> _STATED PROBLEM_
Copy out every line of the data below word for word, leaving out the pictures.

> _DATA EXCERPTS_
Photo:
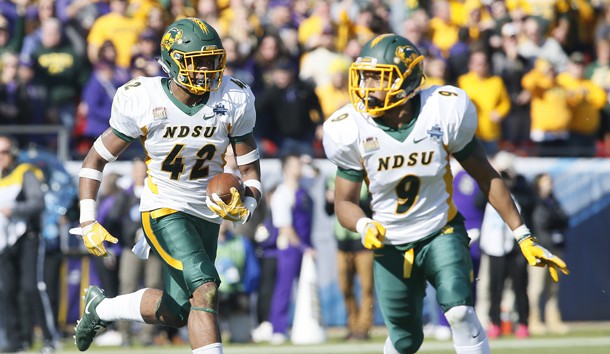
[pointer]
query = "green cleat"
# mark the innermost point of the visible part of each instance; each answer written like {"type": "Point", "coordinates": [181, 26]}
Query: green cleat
{"type": "Point", "coordinates": [90, 323]}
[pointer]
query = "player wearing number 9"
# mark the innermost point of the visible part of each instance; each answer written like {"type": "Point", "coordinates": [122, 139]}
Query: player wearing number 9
{"type": "Point", "coordinates": [185, 123]}
{"type": "Point", "coordinates": [399, 138]}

> _EXPECTED ANSWER_
Photo:
[pointer]
query = "green cleat"
# mark the innermost point of the visible part of each instance; each answer written like {"type": "Point", "coordinates": [181, 26]}
Query: green cleat
{"type": "Point", "coordinates": [90, 323]}
[pointer]
query = "player wearing number 9"
# mark the innermost point of the visible part of each instance; each answer written like {"type": "Point", "coordinates": [122, 139]}
Query: player wearing number 9
{"type": "Point", "coordinates": [185, 123]}
{"type": "Point", "coordinates": [399, 138]}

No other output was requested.